### Document excerpt
┄┄┄┄┄┄┄┄┄┄
Understanding the ethereum trie

The other day I finally got around to reading the entire ethereum yellow paper and to figuring out how the modified Merkle-patricia-tree (trie) works. So let’s go through a brief but hopefully complete explanation of the trie, using examples.

A block in the ethereum blockchain consists of a header, a list of transactions, and a list of uncle blocks. Included in the header is a transaction root hash, which is used to validate the list of transactions. While transactions are sent over the wire from peer to peer as a simple list, they must be assembled into a special data structure called a trie to compute the root hash. Note that this data structure is not needed except to verify blocks (and hence of course to mine them), and can technically be discarded once a block has been verified. However, it is implied that the transaction lists are stored locally in a trie, and serialized to lists to send to clients requesting the blockchain. Of course, that client will then reconstruct the transaction list trie for each block to verify the root hash. Note that RLP (recursive length prefix encoding), ethereum’s home-rolled encoding system, is used to encode all entries in the trie.
┄┄┄┄┄┄┄┄┄┄
[Position annotation entries]
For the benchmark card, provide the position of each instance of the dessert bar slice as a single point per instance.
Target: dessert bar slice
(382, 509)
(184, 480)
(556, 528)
┄┄┄┄┄┄┄┄┄┄
### Exercises
• 1. In the trie explanation, which encoding system is used to encode all entries in the trie?
• 2. Reproduce the stretch of the trie explanation from "The other day" through "trie, using examples.".

### In response
• 1. RLP (recursive length prefix encoding), ethereum's home-rolled encoding system.

• 2.
The other day I finally got around to reading the entire ethereum yellow paper and to figuring out how the modified Merkle-patricia-tree (trie) works. So let’s go through a brief but hopefully complete explanation of the trie, using examples.